**Data extract:**

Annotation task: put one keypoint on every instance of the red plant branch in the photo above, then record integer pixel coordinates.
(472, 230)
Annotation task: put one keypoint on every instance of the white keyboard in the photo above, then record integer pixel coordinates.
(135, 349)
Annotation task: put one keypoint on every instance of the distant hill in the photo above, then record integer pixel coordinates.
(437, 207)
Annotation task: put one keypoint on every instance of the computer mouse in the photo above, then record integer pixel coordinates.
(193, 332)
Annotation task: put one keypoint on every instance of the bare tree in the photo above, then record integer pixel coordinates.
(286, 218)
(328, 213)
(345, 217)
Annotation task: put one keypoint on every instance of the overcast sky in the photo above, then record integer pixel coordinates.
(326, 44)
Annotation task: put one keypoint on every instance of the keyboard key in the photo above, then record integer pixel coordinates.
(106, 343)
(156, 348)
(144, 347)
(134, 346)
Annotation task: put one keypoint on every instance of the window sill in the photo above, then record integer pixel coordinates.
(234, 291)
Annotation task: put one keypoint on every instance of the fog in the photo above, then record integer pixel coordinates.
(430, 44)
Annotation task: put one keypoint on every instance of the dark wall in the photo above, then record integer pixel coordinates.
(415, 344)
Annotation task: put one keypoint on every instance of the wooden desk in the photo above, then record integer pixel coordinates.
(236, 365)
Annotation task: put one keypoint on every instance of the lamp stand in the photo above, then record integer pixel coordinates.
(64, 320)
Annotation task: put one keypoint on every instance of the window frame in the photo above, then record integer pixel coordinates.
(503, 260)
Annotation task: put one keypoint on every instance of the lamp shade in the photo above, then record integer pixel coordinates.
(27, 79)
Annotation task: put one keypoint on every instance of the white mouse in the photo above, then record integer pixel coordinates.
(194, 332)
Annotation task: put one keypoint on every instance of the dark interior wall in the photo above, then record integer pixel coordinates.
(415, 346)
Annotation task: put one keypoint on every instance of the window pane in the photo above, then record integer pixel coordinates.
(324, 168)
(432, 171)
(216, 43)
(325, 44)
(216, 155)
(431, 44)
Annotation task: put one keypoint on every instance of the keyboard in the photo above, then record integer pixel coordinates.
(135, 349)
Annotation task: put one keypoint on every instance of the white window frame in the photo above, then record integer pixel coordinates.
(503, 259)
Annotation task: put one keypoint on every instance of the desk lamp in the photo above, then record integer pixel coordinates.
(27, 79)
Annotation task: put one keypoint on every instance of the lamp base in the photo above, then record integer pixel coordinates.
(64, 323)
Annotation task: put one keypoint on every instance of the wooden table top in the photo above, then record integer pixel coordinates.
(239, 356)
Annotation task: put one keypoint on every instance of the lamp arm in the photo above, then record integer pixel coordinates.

**Aim of the exercise:**
Write out every line of the material above as a JSON list of strings, one string per line, leaving out any blank lines.

**Finished exercise:**
[
  "Annotation task: put one keypoint on every instance of the red plant branch in the photo above, then record integer pixel coordinates.",
  "(472, 230)",
  "Annotation task: put one keypoint on every instance of the white keyboard in the photo above, then record integer pixel coordinates.",
  "(135, 349)",
  "Annotation task: put one keypoint on every instance of the distant hill in the photo above, then record integer pixel coordinates.",
  "(437, 207)",
  "Annotation task: put one keypoint on every instance of the computer mouse in the photo above, then record integer pixel coordinates.",
  "(193, 332)",
  "Annotation task: put one keypoint on every instance of the bare tree in the photo above, then record integer pixel coordinates.",
  "(286, 218)",
  "(328, 213)",
  "(345, 217)",
  "Annotation task: put one keypoint on every instance of the overcast sky in the photo above, then record integer pixel coordinates.",
  "(326, 44)",
  "Annotation task: put one keypoint on every instance of the keyboard key in the photo above, then record integer pixel coordinates.",
  "(106, 343)",
  "(156, 348)",
  "(144, 347)",
  "(134, 346)",
  "Annotation task: put one keypoint on every instance of the window sill in the photo above, then record integer pixel coordinates.",
  "(234, 291)",
  "Annotation task: put one keypoint on every instance of the fog in the photo above, then record integer pixel coordinates.",
  "(430, 44)",
  "Annotation task: put one keypoint on every instance of the dark wall in the photo above, then record integer pixel coordinates.",
  "(415, 344)",
  "Annotation task: put one keypoint on every instance of the wooden desk in the photo above, then record integer pixel coordinates.",
  "(236, 365)",
  "Annotation task: put one keypoint on every instance of the lamp stand in the photo above, then record integer pixel coordinates.",
  "(64, 320)",
  "Annotation task: put one keypoint on every instance of the window frame in the photo above, then record integer pixel coordinates.",
  "(503, 260)",
  "Annotation task: put one keypoint on every instance of the lamp shade in the photo above, then record integer pixel coordinates.",
  "(27, 79)",
  "Annotation task: put one keypoint on every instance of the white mouse in the photo above, then record integer pixel coordinates.",
  "(194, 332)",
  "Annotation task: put one keypoint on every instance of the dark interior wall in the photo above, then record integer pixel coordinates.",
  "(415, 346)",
  "Annotation task: put one keypoint on every instance of the window pane in the photo above, then record integer pixel coordinates.",
  "(324, 168)",
  "(432, 171)",
  "(216, 43)",
  "(325, 44)",
  "(216, 155)",
  "(431, 44)",
  "Annotation task: put one keypoint on every instance of the keyboard in the photo above, then record integer pixel coordinates.",
  "(135, 349)",
  "Annotation task: put one keypoint on every instance of the white window frame in the photo above, then record integer pixel coordinates.",
  "(503, 259)",
  "Annotation task: put one keypoint on every instance of the desk lamp in the photo above, then record integer pixel coordinates.",
  "(27, 79)",
  "Annotation task: put one keypoint on every instance of the lamp base in the photo above, then record integer pixel coordinates.",
  "(64, 323)",
  "Annotation task: put one keypoint on every instance of the wooden table top in the photo above, then record integer pixel coordinates.",
  "(239, 356)",
  "Annotation task: put one keypoint on every instance of the lamp arm in the photo above, then record integer pixel coordinates."
]